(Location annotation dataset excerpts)
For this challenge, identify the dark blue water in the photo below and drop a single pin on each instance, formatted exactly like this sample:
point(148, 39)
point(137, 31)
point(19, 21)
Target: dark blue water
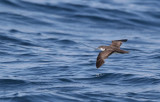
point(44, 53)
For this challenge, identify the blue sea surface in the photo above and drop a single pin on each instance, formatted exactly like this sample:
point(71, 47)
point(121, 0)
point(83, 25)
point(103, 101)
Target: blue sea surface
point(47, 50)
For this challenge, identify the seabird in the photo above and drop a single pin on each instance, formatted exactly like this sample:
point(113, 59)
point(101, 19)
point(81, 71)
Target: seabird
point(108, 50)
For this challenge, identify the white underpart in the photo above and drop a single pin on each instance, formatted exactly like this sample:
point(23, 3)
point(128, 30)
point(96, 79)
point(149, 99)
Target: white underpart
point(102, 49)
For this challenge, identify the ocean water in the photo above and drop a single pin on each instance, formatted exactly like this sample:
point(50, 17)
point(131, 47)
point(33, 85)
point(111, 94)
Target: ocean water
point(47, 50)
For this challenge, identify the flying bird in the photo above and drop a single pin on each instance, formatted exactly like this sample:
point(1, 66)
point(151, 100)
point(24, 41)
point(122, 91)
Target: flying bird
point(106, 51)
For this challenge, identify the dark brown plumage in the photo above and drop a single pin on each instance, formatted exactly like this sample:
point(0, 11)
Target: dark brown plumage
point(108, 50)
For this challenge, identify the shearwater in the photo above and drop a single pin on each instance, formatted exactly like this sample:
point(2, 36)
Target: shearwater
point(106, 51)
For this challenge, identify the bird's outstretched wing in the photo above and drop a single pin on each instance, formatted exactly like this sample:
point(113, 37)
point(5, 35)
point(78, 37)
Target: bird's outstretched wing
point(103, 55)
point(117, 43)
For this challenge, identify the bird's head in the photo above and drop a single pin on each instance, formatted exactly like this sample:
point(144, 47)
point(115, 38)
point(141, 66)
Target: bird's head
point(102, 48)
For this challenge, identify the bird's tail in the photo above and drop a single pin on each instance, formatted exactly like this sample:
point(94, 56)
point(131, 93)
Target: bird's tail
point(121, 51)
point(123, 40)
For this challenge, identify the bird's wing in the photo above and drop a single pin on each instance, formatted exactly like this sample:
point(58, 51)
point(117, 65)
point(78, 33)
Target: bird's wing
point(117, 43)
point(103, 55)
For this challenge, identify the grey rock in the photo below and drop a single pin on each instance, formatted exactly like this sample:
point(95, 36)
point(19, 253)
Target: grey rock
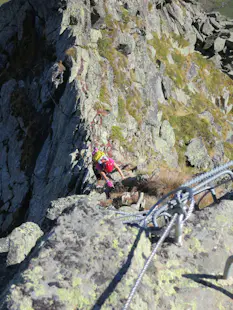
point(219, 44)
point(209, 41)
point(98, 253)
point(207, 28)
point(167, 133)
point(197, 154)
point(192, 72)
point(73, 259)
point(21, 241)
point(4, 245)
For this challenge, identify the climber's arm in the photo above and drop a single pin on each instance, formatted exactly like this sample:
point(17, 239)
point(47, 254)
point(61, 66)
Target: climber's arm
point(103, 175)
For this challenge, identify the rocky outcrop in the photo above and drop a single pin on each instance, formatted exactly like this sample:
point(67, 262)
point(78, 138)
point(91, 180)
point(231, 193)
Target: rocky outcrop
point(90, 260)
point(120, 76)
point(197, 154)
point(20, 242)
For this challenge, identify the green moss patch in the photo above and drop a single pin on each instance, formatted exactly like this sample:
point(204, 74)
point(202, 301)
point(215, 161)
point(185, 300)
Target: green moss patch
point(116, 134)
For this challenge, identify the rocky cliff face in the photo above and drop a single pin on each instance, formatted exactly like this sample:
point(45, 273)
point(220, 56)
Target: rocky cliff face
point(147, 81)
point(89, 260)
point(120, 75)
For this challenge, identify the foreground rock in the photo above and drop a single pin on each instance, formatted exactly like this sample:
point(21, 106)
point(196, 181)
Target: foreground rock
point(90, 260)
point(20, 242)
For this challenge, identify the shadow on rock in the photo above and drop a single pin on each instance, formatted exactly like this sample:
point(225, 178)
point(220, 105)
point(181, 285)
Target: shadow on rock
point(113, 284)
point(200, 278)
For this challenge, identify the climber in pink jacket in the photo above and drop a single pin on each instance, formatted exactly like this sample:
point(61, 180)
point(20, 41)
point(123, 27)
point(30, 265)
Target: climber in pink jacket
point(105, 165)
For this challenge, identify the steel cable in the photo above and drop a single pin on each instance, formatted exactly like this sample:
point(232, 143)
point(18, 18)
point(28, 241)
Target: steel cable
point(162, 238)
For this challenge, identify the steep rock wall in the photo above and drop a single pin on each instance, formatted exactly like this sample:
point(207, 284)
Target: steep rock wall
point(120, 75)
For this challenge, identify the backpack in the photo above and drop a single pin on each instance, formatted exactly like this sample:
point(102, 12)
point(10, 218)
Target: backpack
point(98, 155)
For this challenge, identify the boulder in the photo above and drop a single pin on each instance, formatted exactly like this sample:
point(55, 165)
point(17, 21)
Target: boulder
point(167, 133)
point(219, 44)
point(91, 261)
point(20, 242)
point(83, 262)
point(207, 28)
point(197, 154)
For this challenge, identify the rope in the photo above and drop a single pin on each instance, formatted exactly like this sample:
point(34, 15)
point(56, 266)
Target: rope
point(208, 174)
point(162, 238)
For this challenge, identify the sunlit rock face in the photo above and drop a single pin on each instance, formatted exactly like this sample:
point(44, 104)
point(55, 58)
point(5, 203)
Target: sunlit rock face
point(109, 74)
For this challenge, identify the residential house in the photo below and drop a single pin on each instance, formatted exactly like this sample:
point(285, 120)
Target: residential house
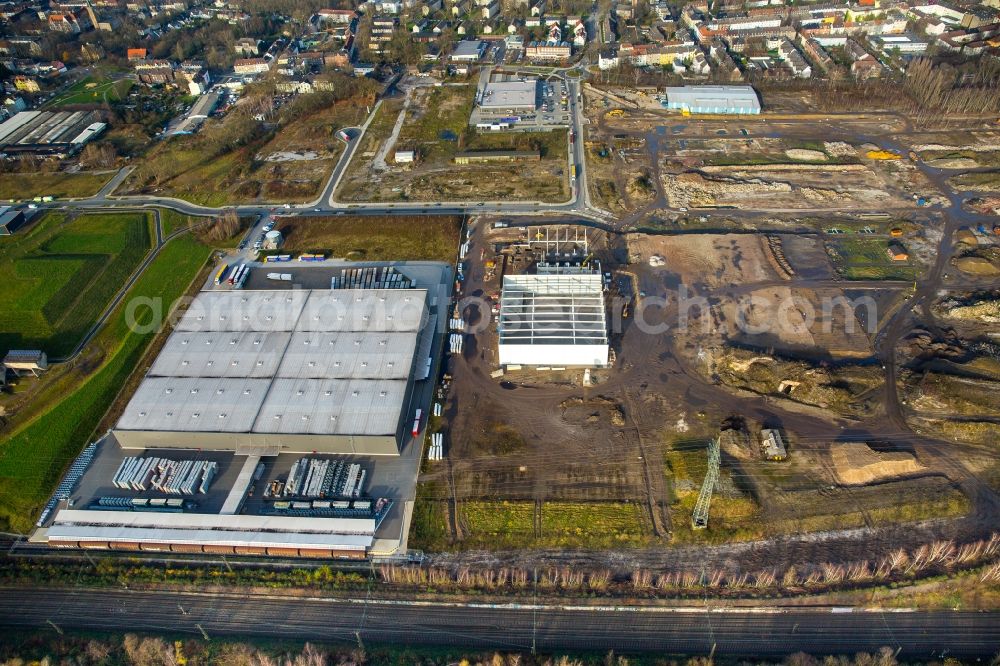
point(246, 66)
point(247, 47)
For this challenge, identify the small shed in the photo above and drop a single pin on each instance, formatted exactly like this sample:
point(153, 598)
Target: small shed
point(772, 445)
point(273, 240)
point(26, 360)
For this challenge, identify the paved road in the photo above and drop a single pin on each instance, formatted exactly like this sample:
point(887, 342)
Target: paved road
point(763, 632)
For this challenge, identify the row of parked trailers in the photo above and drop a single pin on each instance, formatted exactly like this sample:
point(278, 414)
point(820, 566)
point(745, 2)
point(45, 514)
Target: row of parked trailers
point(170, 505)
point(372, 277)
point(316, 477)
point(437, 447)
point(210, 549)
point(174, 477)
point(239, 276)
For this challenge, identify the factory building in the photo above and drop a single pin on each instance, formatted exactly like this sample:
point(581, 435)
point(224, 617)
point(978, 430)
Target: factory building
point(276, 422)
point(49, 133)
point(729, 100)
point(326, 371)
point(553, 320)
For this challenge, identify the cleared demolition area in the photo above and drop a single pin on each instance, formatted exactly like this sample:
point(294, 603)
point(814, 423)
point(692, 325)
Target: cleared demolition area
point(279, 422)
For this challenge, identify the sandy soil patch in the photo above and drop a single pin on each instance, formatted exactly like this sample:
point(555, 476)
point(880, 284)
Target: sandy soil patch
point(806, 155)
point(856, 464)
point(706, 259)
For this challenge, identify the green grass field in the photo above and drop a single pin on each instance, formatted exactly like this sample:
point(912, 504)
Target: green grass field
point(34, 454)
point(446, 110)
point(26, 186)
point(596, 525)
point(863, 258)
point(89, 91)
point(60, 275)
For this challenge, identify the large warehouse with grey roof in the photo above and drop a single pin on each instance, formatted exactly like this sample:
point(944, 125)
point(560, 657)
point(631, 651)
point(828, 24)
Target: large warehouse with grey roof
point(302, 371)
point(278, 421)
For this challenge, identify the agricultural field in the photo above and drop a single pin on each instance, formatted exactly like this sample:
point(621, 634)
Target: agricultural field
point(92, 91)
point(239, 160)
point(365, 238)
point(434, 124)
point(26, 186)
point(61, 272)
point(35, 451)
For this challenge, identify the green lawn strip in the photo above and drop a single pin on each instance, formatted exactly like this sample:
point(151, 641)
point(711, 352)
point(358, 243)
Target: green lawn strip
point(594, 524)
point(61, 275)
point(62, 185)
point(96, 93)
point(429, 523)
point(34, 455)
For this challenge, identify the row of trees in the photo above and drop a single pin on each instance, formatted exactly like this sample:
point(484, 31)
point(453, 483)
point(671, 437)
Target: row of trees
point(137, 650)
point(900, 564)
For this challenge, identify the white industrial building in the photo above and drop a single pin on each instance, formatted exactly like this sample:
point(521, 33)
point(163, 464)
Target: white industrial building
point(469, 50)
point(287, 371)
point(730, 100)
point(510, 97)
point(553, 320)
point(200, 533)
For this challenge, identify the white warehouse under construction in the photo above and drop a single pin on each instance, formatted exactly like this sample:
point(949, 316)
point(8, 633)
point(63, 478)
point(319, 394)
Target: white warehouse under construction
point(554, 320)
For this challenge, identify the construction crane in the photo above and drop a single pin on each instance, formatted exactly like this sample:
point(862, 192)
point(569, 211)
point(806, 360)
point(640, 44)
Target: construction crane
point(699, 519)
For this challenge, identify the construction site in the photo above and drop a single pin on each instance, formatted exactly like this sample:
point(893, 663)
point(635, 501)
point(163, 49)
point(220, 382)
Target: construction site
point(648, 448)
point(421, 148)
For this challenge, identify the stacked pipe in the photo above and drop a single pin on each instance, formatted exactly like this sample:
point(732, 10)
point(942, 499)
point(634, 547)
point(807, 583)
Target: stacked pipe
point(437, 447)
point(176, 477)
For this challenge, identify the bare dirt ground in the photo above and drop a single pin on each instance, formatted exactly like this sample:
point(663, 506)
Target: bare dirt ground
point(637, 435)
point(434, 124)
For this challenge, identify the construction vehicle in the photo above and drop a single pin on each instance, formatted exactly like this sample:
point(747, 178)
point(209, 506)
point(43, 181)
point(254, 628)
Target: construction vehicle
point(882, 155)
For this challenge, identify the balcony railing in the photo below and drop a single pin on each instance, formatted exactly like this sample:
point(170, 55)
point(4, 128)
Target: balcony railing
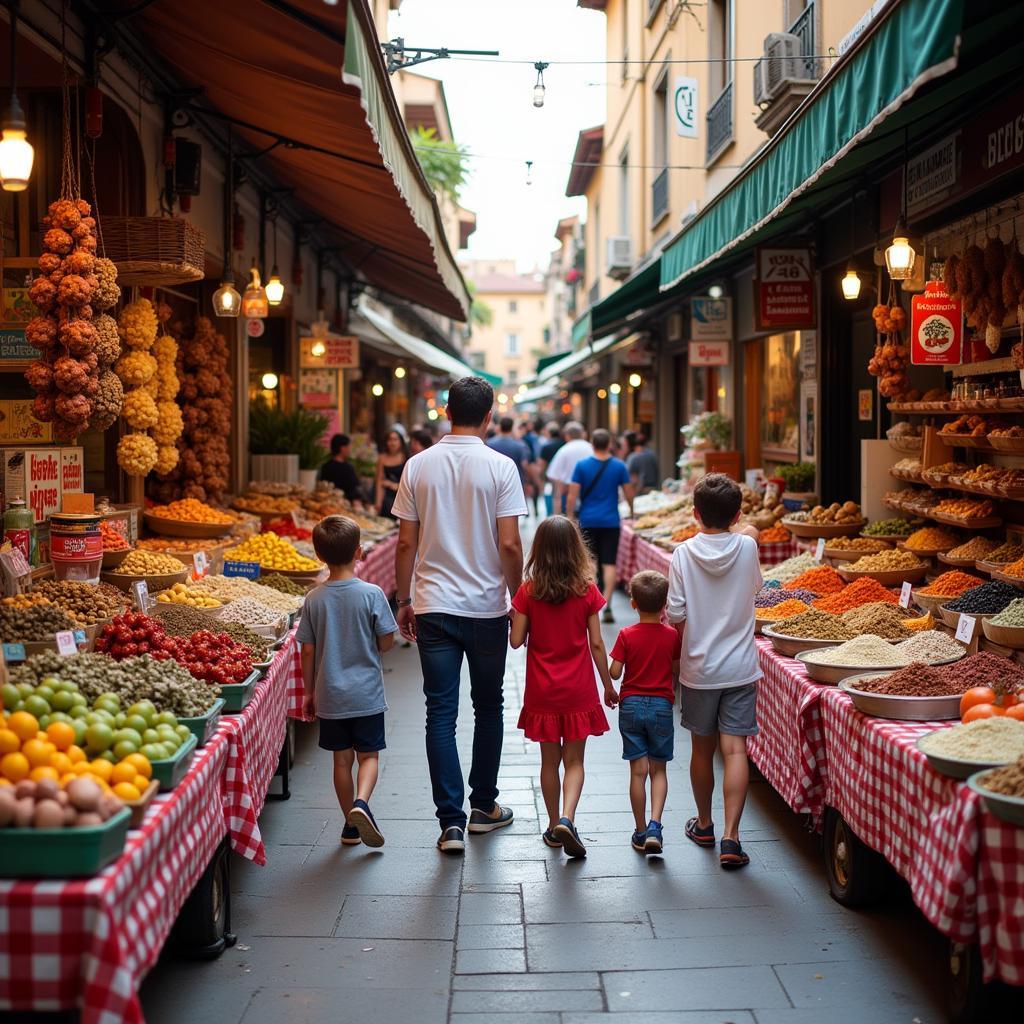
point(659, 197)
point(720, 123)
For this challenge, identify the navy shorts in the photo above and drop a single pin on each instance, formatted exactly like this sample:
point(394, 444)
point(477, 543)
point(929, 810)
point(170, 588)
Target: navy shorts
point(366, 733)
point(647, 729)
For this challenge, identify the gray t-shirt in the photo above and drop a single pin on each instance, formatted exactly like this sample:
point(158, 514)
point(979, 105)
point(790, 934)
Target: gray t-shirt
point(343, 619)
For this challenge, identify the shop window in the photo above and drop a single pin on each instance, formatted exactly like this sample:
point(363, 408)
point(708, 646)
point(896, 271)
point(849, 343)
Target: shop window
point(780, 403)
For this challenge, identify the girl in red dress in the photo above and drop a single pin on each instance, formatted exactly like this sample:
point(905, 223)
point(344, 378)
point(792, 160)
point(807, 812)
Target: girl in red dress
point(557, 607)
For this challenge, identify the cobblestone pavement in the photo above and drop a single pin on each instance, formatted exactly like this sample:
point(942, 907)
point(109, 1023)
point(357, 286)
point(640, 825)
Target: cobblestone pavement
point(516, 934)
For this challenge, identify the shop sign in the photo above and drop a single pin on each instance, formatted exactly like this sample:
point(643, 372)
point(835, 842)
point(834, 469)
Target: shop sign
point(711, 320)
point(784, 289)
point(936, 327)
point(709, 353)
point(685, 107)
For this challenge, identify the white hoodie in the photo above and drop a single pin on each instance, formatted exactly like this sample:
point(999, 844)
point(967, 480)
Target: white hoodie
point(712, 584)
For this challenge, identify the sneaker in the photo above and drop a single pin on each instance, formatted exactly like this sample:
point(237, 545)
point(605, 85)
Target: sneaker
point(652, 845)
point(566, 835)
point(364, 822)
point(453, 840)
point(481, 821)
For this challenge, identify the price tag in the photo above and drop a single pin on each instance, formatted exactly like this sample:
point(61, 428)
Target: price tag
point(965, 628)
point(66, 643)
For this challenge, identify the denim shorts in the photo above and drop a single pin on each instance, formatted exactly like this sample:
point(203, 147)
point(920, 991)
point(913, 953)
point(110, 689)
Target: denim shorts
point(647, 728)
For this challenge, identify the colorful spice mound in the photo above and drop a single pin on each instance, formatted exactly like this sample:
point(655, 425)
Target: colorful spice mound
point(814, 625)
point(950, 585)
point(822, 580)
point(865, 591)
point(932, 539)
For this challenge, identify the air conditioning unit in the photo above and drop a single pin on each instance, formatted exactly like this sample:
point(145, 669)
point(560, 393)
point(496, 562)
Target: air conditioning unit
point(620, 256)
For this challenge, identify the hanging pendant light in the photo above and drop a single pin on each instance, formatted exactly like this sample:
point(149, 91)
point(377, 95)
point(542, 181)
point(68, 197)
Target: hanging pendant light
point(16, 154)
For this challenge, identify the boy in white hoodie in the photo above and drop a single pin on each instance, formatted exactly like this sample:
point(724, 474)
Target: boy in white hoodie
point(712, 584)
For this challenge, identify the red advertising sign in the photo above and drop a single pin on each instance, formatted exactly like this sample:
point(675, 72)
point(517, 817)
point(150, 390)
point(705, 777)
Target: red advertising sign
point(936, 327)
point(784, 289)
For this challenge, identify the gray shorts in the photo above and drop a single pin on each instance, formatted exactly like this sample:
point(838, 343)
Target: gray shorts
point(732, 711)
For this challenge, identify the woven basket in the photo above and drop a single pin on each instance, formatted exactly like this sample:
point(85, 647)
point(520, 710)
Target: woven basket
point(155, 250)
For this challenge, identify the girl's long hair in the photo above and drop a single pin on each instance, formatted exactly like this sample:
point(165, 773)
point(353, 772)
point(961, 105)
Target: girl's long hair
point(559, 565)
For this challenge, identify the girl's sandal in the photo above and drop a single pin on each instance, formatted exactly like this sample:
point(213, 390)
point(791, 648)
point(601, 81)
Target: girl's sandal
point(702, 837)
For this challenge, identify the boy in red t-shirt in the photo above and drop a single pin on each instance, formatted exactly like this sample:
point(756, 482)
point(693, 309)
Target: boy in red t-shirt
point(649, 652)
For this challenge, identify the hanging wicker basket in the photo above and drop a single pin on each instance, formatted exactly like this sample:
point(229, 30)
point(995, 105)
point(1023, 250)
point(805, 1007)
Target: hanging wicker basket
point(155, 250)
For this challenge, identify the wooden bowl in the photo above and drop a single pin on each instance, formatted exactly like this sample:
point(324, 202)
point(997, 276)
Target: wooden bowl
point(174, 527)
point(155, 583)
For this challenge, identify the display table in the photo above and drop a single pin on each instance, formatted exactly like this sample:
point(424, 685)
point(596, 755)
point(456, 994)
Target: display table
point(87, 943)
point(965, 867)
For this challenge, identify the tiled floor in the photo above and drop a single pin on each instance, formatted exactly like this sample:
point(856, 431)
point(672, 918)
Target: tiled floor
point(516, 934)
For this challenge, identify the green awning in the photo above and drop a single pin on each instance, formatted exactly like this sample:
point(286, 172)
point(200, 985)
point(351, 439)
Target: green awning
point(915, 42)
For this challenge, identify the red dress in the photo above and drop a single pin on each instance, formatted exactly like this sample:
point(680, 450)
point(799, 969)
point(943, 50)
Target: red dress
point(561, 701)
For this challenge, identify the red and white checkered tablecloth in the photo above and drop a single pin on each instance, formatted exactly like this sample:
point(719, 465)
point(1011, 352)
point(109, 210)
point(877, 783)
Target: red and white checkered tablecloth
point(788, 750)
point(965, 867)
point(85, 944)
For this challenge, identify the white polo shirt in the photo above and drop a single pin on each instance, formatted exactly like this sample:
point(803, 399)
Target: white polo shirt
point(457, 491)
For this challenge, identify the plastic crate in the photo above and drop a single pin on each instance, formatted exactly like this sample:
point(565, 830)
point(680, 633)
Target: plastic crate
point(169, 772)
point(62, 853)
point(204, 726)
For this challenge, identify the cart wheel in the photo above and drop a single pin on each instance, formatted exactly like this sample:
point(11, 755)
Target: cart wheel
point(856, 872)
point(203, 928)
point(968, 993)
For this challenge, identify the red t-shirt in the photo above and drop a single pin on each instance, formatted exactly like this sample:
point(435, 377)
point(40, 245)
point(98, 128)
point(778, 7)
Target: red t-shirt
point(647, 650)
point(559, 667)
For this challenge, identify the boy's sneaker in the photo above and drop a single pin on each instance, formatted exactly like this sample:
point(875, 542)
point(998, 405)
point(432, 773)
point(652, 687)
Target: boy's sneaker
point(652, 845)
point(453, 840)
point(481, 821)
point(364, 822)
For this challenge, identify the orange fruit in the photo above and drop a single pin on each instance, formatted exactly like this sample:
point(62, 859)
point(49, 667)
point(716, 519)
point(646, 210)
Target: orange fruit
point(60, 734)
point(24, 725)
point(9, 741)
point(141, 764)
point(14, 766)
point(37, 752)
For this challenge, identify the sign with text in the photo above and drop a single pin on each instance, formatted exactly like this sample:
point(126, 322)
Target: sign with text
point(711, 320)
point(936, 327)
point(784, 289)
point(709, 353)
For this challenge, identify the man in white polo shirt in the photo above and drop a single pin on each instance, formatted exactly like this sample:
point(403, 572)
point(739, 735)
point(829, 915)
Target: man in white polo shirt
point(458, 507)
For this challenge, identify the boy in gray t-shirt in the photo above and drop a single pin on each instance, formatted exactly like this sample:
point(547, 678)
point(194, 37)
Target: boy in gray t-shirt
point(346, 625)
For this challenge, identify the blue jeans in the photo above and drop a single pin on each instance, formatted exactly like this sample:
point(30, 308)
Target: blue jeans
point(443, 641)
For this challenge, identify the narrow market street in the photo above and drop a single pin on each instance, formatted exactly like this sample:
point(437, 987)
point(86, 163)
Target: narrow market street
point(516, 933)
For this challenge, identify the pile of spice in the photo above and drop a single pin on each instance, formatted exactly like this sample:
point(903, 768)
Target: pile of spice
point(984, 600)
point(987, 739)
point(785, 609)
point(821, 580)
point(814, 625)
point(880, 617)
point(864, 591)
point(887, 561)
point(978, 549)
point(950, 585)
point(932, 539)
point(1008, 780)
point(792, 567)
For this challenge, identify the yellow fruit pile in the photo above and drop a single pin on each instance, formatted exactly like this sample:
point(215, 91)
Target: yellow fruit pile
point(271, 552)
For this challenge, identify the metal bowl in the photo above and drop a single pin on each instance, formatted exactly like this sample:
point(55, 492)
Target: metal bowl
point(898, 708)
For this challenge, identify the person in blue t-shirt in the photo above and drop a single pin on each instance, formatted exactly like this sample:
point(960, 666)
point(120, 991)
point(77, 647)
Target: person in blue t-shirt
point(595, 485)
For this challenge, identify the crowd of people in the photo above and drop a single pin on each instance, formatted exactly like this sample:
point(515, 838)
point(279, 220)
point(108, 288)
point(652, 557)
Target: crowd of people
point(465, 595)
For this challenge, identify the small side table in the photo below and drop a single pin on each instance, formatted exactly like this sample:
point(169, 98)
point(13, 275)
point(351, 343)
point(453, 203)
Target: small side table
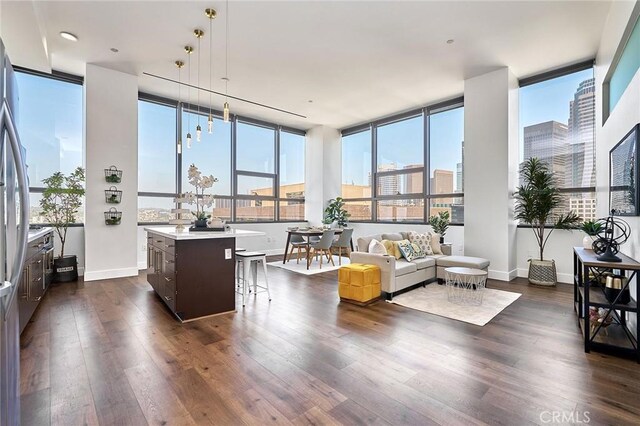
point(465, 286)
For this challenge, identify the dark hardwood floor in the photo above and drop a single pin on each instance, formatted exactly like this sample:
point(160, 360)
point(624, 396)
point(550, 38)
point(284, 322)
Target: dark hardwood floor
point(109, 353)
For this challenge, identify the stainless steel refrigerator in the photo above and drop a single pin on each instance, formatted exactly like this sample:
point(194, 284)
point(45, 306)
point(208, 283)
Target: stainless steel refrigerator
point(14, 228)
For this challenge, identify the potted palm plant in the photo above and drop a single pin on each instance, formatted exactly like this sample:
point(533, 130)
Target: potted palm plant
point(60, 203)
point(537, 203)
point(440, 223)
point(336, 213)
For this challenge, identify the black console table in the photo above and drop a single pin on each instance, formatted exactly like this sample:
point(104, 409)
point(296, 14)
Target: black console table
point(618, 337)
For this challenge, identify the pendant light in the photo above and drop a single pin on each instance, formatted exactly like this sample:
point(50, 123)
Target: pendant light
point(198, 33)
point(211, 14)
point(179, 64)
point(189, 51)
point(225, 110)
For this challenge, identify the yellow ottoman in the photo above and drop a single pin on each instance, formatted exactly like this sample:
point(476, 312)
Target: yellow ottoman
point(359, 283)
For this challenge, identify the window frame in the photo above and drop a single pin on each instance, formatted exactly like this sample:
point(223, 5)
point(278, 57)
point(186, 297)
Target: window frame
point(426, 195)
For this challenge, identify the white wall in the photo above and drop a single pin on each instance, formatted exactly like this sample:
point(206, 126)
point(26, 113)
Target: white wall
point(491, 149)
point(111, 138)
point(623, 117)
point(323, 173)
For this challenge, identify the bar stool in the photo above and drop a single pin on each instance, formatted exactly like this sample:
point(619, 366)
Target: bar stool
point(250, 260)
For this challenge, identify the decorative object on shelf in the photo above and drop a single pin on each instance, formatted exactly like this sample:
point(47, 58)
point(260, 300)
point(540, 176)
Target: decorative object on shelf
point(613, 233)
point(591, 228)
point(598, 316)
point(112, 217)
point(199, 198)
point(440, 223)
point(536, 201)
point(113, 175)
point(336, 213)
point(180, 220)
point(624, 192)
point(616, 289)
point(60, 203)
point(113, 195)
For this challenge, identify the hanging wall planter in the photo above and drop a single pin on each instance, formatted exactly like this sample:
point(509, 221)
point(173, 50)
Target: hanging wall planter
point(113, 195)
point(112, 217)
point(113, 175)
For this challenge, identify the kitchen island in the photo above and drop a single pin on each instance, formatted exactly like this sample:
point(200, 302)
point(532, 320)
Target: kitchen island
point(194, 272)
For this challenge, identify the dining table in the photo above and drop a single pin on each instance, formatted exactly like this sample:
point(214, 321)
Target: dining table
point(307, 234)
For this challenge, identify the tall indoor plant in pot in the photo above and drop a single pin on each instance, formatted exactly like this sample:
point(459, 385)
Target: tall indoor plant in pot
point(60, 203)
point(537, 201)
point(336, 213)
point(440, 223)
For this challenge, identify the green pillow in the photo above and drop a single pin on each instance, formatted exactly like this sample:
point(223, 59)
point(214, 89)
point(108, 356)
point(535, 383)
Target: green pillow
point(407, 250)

DIRECTIONS FOR THIS TASK:
In the records above, return only the line that contains "For this challenge, identify the white wall" and every line after it through the last, exactly as they appear.

THE RESULT:
For this challenge, identify the white wall in the photo above and drop a single pin on each instance, formatted exactly like this sample:
point(206, 126)
point(26, 113)
Target: white wall
point(491, 149)
point(111, 138)
point(623, 117)
point(323, 173)
For this challenge, identify the bar stool in the photo above and drop a single pin on each instance, formatted exactly like this sample:
point(619, 366)
Target: bar stool
point(250, 260)
For this challenge, identify the decorative object on shelf in the photo above and drop a single pin on each instance, formatted exactly like this sample:
point(47, 58)
point(260, 300)
point(540, 176)
Target: decorative object on shelf
point(613, 233)
point(591, 228)
point(598, 316)
point(112, 217)
point(199, 198)
point(440, 223)
point(536, 201)
point(113, 175)
point(336, 213)
point(180, 220)
point(624, 192)
point(616, 289)
point(60, 203)
point(113, 195)
For this challenge, identify the hanging wall planter in the photo above and drop a single pin on each instance, formatted exactly like this sample:
point(509, 221)
point(173, 50)
Target: hanging wall planter
point(113, 195)
point(112, 217)
point(113, 175)
For this challenge, identify the kitchen island in the photo above and drop a single pin on each instance, formatted exactly like this sample:
point(200, 302)
point(532, 320)
Target: kitchen island
point(194, 272)
For this challenge, identify the dining table in the photo above and drop a single pin on each instance, formatted exactly like this sample:
point(214, 321)
Target: dining table
point(307, 234)
For this challenge, identify the tall indoor plant in pot in the photo above and drop a single pin on each instance, formatted exactly like this sample:
point(459, 385)
Target: tall indoor plant in pot
point(60, 203)
point(537, 201)
point(336, 213)
point(440, 223)
For this challenge, identify the green pillow in the photo above and drop a single pin on each instance, formatted exactly like this sample:
point(223, 59)
point(214, 89)
point(108, 356)
point(535, 383)
Target: green pillow
point(407, 250)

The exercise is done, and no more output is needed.